THE EXERCISE:
Look below for the line with "[locate] white glove (one point per instance)", and from there restate every line word for word until the entries end.

Pointing and labeling entries
^^^^^^^^^^^^^^^^
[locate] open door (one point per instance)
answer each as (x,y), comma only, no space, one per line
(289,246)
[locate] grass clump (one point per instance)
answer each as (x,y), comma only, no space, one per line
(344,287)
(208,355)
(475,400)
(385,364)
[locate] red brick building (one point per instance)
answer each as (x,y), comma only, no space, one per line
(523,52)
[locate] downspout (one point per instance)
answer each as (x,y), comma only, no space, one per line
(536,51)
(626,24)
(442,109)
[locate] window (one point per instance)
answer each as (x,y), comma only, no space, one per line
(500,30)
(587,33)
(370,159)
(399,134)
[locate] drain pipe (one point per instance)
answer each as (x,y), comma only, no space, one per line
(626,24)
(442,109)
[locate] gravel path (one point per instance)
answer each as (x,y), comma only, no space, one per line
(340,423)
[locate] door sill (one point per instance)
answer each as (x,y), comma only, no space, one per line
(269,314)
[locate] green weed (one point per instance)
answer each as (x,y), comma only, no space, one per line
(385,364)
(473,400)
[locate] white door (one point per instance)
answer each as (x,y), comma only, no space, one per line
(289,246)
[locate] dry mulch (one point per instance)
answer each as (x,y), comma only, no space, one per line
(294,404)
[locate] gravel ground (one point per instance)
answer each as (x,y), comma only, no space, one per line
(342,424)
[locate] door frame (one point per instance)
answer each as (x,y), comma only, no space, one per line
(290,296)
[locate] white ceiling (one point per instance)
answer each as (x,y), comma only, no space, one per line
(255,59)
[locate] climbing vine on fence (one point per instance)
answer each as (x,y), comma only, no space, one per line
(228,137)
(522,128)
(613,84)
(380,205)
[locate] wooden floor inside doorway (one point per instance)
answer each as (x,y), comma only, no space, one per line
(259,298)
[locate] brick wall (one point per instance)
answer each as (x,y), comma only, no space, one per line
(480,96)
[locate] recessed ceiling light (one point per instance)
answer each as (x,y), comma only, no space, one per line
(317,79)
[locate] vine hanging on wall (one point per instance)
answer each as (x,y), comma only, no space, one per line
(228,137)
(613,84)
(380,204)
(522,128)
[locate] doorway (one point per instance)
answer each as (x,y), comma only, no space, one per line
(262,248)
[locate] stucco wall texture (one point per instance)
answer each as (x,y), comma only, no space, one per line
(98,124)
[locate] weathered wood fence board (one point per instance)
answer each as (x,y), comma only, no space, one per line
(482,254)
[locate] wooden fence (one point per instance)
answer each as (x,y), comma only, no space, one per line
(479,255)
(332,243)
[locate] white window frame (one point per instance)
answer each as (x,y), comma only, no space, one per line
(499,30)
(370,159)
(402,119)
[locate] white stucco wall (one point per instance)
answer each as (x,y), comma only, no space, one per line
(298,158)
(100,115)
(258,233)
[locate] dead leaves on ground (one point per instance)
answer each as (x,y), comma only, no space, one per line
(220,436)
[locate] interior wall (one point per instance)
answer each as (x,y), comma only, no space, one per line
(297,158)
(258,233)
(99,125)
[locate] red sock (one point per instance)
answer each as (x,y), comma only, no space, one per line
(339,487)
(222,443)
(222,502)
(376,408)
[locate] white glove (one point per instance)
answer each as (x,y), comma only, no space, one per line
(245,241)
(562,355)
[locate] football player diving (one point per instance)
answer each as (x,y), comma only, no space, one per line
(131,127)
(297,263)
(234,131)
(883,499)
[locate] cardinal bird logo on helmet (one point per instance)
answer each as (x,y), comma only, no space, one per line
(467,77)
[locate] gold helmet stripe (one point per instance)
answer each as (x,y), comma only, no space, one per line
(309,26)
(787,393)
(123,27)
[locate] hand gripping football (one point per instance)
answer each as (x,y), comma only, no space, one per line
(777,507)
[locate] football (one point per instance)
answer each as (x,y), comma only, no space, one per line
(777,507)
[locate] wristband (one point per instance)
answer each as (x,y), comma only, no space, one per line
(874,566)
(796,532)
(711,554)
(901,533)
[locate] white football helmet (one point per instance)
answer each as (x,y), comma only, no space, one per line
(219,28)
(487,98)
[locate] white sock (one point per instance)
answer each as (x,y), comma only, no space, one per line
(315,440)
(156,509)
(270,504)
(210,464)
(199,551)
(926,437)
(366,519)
^^^^^^^^^^^^^^^^
ANSWER BELOW:
[locate] white glove (one point per instance)
answer each as (x,y), comma only, no space, one per line
(245,241)
(562,355)
[locate] football player diving (one point per instance)
answer each as (x,y), comma only, no space, one per line
(131,127)
(297,263)
(234,131)
(883,499)
[locate] cardinal bird logo on helmet (one point per instance)
answer each as (x,y), comma only, no space, one per line
(467,77)
[locate] gold helmet stripe (one point per instance)
answer each as (x,y), comma only, no space, one per line
(309,26)
(787,393)
(123,27)
[locate] hand gripping football (one point per instance)
answer each as (x,y), comma only, no space, one per line
(777,507)
[locate] football (one point per instance)
answer each as (x,y), comma only, no space, one per line
(777,507)
[locate] wristband (one point per instance)
answer each as (x,y), comma only, no space, one per line
(874,566)
(796,532)
(711,554)
(901,533)
[locate] white football helmet (one point per instance)
answer each as (x,y), comma only, no space, one per line
(219,28)
(487,98)
[locate] white sock (one point per instance)
answer each as (x,y), comma only, no space, one per line
(315,440)
(156,509)
(270,504)
(210,464)
(199,551)
(926,437)
(366,519)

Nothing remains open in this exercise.